▸ **Passage shown**:
- Opening Delimiter -

DNA can be damaged in many different ways as a result of exogenous and endogenous forms of cellular stress. DNA damage usually induces the activation of DNA repair pathways and often a cell cycle arrest (a check point response). This reaction, referred to as the DNA-damage response (DDR), is typically initiated by proteins that recognize DNA lesions, and is followed by the recruitment and activation of proteins that trigger checkpoint signaling or directly perform the necessary repair steps. When repair is completed the machinery needs to be disassembled and the DDR turned off. Therefore, the DDR is a tightly controlled process, which is regulated at multiple levels.

Over the years, it became clear that DNA repair is fine-tuned by an enormous amount of DNA damage-induced postranslational modifications. The main idea is that posttranslational modifications, including those of the ubiquitin family, lead to alterations in interactions between proteins that perform the necessary repair steps. DNA damage-induced posttranslational modifications are therefore a cellular way to assemble the DNA repair protein complexes required to counteract the genomic insults.

- Closing Delimiter -

▸ **Records provided**:
- Opening Delimiter -

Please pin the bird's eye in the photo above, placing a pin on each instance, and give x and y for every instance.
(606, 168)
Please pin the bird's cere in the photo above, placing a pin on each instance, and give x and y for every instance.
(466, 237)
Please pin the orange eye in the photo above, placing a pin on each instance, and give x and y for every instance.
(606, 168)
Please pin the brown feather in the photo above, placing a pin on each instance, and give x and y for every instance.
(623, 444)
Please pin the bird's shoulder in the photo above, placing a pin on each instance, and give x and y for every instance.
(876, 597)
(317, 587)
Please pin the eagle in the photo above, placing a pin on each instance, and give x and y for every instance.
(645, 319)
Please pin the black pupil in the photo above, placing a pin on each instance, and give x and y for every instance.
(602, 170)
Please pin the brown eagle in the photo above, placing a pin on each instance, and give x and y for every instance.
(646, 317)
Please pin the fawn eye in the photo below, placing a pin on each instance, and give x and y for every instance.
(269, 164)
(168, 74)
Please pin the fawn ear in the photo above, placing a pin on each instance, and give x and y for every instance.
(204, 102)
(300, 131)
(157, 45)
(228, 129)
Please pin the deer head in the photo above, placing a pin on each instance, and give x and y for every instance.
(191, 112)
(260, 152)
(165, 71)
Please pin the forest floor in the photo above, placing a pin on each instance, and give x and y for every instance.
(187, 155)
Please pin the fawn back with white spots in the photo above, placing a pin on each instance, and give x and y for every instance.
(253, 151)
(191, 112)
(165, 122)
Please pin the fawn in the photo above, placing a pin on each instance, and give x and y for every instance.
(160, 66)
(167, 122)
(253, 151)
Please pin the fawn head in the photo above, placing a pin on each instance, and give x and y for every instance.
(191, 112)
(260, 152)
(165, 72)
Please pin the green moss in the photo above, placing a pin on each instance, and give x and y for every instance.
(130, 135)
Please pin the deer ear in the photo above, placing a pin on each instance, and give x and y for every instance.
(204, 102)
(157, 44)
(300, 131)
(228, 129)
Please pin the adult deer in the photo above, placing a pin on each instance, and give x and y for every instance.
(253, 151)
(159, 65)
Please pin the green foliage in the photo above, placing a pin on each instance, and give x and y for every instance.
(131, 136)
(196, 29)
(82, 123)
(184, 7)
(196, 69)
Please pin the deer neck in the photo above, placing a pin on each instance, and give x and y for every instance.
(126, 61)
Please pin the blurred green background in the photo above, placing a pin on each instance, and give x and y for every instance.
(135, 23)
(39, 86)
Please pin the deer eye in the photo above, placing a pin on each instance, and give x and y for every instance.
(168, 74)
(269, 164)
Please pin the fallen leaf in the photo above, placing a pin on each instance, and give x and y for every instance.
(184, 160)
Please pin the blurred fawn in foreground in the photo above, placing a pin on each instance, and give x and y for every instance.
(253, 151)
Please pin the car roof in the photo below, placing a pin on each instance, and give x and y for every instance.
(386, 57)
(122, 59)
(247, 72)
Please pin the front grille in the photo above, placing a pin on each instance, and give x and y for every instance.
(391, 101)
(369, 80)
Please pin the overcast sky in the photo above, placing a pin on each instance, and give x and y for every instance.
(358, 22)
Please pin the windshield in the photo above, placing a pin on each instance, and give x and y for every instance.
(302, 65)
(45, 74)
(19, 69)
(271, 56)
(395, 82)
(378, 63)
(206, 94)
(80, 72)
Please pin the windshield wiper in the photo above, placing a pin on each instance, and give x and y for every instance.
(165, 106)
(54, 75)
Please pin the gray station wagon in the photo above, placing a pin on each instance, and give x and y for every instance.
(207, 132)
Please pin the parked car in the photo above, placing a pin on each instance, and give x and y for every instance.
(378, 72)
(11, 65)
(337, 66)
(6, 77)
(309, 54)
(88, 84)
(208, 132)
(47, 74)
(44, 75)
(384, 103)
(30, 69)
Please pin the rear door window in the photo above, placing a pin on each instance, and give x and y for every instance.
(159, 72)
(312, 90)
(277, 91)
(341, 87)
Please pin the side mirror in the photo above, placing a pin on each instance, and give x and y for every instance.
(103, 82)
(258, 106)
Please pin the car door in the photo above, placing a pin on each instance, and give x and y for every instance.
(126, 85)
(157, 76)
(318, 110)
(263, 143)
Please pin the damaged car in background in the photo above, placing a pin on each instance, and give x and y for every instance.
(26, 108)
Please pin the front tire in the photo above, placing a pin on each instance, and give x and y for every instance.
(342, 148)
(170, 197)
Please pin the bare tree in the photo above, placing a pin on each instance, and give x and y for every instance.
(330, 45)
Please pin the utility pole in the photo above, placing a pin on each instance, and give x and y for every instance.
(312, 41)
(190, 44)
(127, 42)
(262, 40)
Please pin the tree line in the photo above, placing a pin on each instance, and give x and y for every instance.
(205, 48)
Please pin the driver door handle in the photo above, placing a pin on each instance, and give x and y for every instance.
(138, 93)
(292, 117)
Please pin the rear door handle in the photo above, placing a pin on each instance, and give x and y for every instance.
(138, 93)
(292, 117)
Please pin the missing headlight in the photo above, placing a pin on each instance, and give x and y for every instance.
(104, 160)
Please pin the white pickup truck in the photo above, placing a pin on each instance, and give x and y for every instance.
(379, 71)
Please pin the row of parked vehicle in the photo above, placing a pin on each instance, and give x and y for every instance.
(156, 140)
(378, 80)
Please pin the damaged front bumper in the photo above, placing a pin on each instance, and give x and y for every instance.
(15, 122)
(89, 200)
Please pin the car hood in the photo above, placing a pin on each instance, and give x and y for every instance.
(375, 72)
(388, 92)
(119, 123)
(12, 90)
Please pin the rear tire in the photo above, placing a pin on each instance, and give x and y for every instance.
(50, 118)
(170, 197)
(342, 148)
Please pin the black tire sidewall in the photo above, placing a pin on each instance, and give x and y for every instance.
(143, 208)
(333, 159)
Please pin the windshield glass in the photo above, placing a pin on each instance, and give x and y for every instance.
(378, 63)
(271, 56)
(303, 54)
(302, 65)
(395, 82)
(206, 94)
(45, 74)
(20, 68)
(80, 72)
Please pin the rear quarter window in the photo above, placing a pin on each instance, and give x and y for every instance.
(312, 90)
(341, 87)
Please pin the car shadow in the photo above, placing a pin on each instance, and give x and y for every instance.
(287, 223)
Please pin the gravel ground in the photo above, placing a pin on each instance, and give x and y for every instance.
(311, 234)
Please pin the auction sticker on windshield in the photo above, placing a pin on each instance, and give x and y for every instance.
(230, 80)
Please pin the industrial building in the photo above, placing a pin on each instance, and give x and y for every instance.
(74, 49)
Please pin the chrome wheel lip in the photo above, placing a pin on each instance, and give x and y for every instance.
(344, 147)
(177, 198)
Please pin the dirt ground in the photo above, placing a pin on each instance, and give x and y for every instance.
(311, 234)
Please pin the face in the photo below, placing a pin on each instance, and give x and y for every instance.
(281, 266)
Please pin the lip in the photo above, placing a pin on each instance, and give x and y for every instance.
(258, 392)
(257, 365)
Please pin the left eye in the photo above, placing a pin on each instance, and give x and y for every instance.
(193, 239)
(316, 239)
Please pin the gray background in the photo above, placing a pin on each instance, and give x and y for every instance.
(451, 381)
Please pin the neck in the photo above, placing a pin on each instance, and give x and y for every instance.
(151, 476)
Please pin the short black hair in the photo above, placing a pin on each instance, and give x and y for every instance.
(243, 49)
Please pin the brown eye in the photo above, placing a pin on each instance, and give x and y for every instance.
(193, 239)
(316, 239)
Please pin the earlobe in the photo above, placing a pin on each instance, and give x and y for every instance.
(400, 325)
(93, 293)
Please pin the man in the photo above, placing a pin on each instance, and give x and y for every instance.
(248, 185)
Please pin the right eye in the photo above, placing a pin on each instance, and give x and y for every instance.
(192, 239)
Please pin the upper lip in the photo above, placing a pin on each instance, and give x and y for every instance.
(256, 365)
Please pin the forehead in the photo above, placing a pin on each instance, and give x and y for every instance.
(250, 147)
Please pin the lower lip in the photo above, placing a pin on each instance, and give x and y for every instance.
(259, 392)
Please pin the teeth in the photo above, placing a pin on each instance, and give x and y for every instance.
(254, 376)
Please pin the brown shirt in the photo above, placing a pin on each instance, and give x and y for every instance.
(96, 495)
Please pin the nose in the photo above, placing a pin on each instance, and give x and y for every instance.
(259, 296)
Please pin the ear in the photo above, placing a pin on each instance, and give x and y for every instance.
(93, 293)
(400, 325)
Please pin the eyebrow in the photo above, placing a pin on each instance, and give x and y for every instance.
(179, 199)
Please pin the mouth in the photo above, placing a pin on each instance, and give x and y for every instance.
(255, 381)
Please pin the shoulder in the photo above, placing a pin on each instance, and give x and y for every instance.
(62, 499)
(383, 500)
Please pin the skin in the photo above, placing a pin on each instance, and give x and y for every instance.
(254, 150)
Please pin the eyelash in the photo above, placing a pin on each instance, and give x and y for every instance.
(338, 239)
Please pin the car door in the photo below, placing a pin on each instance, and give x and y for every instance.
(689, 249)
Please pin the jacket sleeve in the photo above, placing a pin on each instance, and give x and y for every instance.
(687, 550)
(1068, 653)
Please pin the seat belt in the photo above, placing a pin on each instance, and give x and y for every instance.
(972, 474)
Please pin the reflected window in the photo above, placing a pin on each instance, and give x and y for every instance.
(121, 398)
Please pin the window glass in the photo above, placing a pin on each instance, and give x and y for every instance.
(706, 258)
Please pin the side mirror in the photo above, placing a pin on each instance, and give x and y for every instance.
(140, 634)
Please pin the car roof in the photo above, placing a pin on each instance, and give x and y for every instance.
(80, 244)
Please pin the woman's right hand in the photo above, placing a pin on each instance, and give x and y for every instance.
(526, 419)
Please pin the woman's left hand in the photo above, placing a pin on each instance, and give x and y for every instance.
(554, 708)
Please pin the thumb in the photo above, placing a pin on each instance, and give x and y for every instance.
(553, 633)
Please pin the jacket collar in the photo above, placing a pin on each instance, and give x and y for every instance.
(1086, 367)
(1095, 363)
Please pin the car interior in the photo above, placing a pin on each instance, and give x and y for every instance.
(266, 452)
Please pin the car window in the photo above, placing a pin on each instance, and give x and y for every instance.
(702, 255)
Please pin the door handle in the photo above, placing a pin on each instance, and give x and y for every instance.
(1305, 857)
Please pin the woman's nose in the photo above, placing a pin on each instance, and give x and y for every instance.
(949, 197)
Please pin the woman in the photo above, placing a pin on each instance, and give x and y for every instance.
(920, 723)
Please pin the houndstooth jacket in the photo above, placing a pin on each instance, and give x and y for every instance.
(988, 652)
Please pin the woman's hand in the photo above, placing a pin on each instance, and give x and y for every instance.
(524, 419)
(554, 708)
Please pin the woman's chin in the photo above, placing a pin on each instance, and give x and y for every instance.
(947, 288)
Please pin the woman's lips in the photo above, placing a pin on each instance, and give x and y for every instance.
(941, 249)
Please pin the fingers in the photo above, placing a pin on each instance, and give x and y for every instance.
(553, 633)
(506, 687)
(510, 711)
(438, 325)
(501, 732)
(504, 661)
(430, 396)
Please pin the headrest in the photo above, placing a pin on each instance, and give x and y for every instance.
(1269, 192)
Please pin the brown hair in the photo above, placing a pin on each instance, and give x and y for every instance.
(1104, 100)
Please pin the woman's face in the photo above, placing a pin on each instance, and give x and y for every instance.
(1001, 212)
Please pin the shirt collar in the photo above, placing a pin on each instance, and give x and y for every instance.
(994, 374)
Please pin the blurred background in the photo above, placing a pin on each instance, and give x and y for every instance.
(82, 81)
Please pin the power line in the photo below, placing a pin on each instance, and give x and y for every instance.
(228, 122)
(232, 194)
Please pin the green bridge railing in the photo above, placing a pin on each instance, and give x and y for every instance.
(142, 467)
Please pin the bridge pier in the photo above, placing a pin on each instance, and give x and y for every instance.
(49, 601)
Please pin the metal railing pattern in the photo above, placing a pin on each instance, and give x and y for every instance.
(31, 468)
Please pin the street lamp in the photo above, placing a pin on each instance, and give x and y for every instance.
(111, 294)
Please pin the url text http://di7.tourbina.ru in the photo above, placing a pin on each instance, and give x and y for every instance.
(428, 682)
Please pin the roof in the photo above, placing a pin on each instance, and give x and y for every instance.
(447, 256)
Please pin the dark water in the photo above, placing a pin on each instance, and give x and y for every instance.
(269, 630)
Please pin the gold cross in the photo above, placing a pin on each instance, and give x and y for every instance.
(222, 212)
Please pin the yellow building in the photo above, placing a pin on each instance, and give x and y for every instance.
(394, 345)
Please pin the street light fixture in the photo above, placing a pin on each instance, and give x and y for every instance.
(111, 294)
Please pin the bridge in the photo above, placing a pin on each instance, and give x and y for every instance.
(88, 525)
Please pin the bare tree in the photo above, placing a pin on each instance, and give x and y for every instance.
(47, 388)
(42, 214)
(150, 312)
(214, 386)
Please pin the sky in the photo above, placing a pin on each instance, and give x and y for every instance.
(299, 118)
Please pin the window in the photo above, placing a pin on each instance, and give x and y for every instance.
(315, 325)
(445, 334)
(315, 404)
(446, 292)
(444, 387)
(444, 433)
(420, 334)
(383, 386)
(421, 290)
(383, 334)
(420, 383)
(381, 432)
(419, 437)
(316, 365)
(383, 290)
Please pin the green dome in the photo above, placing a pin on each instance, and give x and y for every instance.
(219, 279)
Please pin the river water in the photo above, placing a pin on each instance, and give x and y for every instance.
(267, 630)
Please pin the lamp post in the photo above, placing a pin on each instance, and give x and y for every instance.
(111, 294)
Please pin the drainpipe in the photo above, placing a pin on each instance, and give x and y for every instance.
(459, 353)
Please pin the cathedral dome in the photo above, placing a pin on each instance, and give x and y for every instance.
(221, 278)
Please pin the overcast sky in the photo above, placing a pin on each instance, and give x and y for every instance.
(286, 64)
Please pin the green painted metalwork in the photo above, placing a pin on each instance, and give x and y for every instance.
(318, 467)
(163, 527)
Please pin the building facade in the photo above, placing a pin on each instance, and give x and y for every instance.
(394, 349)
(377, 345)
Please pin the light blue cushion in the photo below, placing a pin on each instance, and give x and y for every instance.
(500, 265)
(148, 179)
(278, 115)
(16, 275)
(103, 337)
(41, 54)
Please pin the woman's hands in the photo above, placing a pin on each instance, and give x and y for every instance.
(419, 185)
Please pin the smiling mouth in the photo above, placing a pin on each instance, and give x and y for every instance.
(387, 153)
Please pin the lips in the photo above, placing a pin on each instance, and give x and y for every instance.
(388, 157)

- Closing Delimiter -

▸ **What you are asked to do**: Repeat word for word the part of the passage above on the DNA-damage response, starting at "DNA can be damaged" and ending at "at multiple levels.".

▸ **Solution to the exercise**:
DNA can be damaged in many different ways as a result of exogenous and endogenous forms of cellular stress. DNA damage usually induces the activation of DNA repair pathways and often a cell cycle arrest (a check point response). This reaction, referred to as the DNA-damage response (DDR), is typically initiated by proteins that recognize DNA lesions, and is followed by the recruitment and activation of proteins that trigger checkpoint signaling or directly perform the necessary repair steps. When repair is completed the machinery needs to be disassembled and the DDR turned off. Therefore, the DDR is a tightly controlled process, which is regulated at multiple levels.